* **Reading text**:
——

By John Hope Bryant, February 27, 2000

Before the Congregation of Galilee Baptist Church, in South Central Los Angeles. On the Occasion of Black History Month, 2000.

The full text of my prepared remarks (I no longer write or read speeches, so this is a unique document from our more recent archives) follows below, but this was a speech I gave, at the request of my loving father, Mr. Johnie W. Smith,  businessman and one of my early role models, at his church and on the ocassion of Black History Month in the year 2000.  I hope you enjoy it.

First and foremost, I would like to thank Rev. Page, the congregation here at Galilee Baptist Church, and of course, my father Deacon Johnie Will Smith, for inviting me to speak with you here, on the occasion of Black History Month, 2000.

Rainbows, …After Storms

The enemy of best is not bad. The enemy of best, is good.

Now, I know that the first time you hear the title of my presentation, it will probably not make much sense to you ~ but, give it some time, ….and, the benefit of an open mind.  As you already know, God, doesn’t think, like we do!

 

The fact is, I could have come before you today and just spoke about our triumphs and hard fought for successes as a people, …and I will.

 

I could have come and just rattled off some familiar names of 20th Century African-American inspiration and hope; names such as Dr. Charles Drew, De Bois, Congressman Adam Clayton Powell, Malcolm X, Congresswoman Barbara Jordan, General Colin Powell, Actor Sidney Poitier, Supreme Court Justice and distinguished attorney Thurgood Marshall, and of course, Dr. Martin Luther King, Jr.  ..And I will talk of them, for in their own unique way, these pioneers have blazed individual and collective paths of opportunity, that today affords each us enormous freedoms in America; and abroad.

 

I could have come before you today, and spoke about my own God given successes, using me and them as some sort of “model” for our young people’s future hope, self-esteem and personal development; but I won’t.  True, I have been blessed, but my life is not without it’s failing; or cause for introspection, and some level of critical review.

 

Which leads me directly to the important issue, and issues, I will talk about. 

 

Rainbows …after storms.

 

Getting out of your own way. 

 

Loving others, and our fellow man, as God must surely love us;  in spite of our drama, if not more than our positive qualities…. 

 

Showing love, real love, often when you feel like being loving the least.

 

Stepping over mess, but never in it.

 

It’s understanding that the successful navigation through life’s problems, hurts and transgressions,  is not so much an issue of “forgive and forget,” as it is “forgive even though you cannot forget.”  Hate only hurts the hating heart.

 

Understanding, and truly appreciating, that real success in life is “going from failure to failure, without loss of enthusiasm (for life).”

 

That life is 10% what life does to you, and 90% how you choose to respond to it…

 

That the glass of life is always at the halfway mark – but that, with God’s help and assistance,  you have the absolute power, within your own mind, heart and spirit, to decide whether the glass is “half full, or half empty.”  Either way, it’s the same glass.  The only thing that changed, was you.

——

* **Records provided**:
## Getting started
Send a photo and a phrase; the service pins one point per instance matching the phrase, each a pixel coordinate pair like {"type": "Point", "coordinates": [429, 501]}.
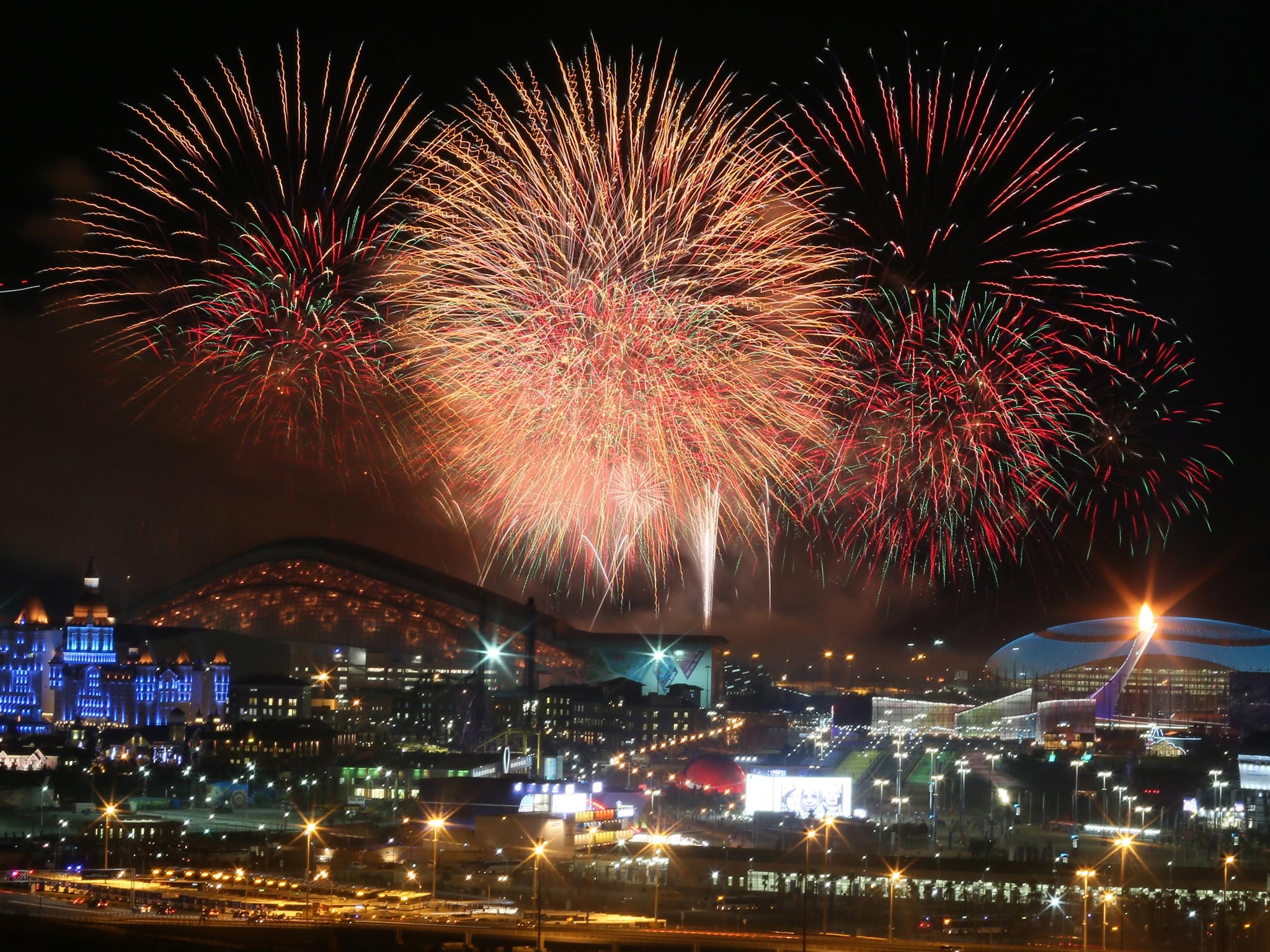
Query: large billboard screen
{"type": "Point", "coordinates": [804, 796]}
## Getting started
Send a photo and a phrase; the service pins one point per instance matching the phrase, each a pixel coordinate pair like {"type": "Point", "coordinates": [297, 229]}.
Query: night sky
{"type": "Point", "coordinates": [1179, 89]}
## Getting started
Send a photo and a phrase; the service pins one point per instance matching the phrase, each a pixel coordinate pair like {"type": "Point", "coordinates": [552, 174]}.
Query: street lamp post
{"type": "Point", "coordinates": [310, 829]}
{"type": "Point", "coordinates": [890, 919]}
{"type": "Point", "coordinates": [539, 848]}
{"type": "Point", "coordinates": [881, 786]}
{"type": "Point", "coordinates": [436, 823]}
{"type": "Point", "coordinates": [1076, 788]}
{"type": "Point", "coordinates": [1104, 776]}
{"type": "Point", "coordinates": [1123, 843]}
{"type": "Point", "coordinates": [807, 875]}
{"type": "Point", "coordinates": [930, 813]}
{"type": "Point", "coordinates": [1085, 906]}
{"type": "Point", "coordinates": [106, 840]}
{"type": "Point", "coordinates": [1226, 885]}
{"type": "Point", "coordinates": [825, 899]}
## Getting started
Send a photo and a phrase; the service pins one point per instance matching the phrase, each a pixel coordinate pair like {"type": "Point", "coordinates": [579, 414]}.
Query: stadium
{"type": "Point", "coordinates": [323, 609]}
{"type": "Point", "coordinates": [1060, 684]}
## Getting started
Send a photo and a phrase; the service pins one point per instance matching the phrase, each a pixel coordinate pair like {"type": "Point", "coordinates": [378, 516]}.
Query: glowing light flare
{"type": "Point", "coordinates": [1146, 620]}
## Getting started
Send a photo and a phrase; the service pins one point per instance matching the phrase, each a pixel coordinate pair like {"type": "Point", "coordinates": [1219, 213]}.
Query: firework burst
{"type": "Point", "coordinates": [620, 299]}
{"type": "Point", "coordinates": [958, 455]}
{"type": "Point", "coordinates": [243, 249]}
{"type": "Point", "coordinates": [1147, 457]}
{"type": "Point", "coordinates": [943, 184]}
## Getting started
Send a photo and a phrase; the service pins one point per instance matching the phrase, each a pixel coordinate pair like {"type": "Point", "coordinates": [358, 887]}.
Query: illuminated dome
{"type": "Point", "coordinates": [1179, 643]}
{"type": "Point", "coordinates": [337, 593]}
{"type": "Point", "coordinates": [717, 772]}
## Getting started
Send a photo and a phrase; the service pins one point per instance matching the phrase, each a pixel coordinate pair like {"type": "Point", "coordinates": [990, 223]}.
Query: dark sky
{"type": "Point", "coordinates": [1181, 84]}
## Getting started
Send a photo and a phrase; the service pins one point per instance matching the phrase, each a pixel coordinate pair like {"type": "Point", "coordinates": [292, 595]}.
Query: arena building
{"type": "Point", "coordinates": [1185, 676]}
{"type": "Point", "coordinates": [1059, 685]}
{"type": "Point", "coordinates": [324, 610]}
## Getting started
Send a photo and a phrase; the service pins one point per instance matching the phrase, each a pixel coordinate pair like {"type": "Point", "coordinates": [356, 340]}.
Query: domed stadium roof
{"type": "Point", "coordinates": [717, 772]}
{"type": "Point", "coordinates": [1106, 641]}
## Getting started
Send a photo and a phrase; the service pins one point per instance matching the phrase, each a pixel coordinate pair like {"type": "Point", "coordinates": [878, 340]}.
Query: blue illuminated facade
{"type": "Point", "coordinates": [75, 673]}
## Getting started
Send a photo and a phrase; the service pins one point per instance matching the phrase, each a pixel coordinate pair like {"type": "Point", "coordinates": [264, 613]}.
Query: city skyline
{"type": "Point", "coordinates": [141, 505]}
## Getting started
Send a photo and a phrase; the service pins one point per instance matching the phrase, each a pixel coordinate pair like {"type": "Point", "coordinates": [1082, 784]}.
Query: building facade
{"type": "Point", "coordinates": [76, 673]}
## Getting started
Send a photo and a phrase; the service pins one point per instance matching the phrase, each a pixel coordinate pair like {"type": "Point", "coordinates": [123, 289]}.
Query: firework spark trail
{"type": "Point", "coordinates": [962, 451]}
{"type": "Point", "coordinates": [619, 296]}
{"type": "Point", "coordinates": [243, 248]}
{"type": "Point", "coordinates": [704, 537]}
{"type": "Point", "coordinates": [943, 183]}
{"type": "Point", "coordinates": [768, 540]}
{"type": "Point", "coordinates": [978, 437]}
{"type": "Point", "coordinates": [1148, 460]}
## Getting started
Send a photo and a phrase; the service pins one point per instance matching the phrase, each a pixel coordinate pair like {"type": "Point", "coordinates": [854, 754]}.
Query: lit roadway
{"type": "Point", "coordinates": [566, 938]}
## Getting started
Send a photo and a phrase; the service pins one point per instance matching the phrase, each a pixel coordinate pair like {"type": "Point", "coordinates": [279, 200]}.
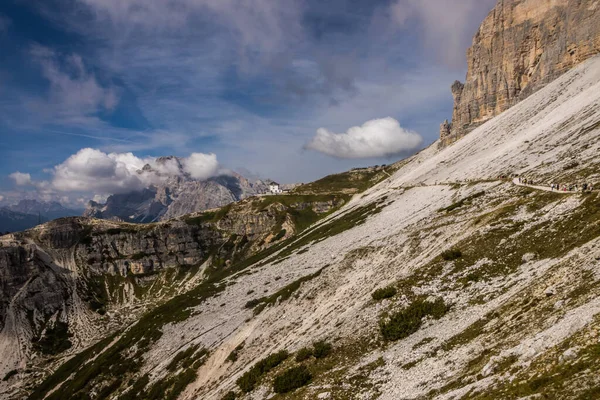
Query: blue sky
{"type": "Point", "coordinates": [290, 90]}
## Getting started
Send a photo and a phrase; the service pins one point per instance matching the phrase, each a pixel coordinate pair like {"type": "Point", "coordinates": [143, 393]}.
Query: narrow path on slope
{"type": "Point", "coordinates": [544, 188]}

——

* **Written task**:
Reproduce, word for word, the stretch of the speech from "Before the Congregation" through "here, on the occasion of Black History Month, 2000.".

* **Right answer**:
Before the Congregation of Galilee Baptist Church, in South Central Los Angeles. On the Occasion of Black History Month, 2000.

The full text of my prepared remarks (I no longer write or read speeches, so this is a unique document from our more recent archives) follows below, but this was a speech I gave, at the request of my loving father, Mr. Johnie W. Smith,  businessman and one of my early role models, at his church and on the ocassion of Black History Month in the year 2000.  I hope you enjoy it.

First and foremost, I would like to thank Rev. Page, the congregation here at Galilee Baptist Church, and of course, my father Deacon Johnie Will Smith, for inviting me to speak with you here, on the occasion of Black History Month, 2000.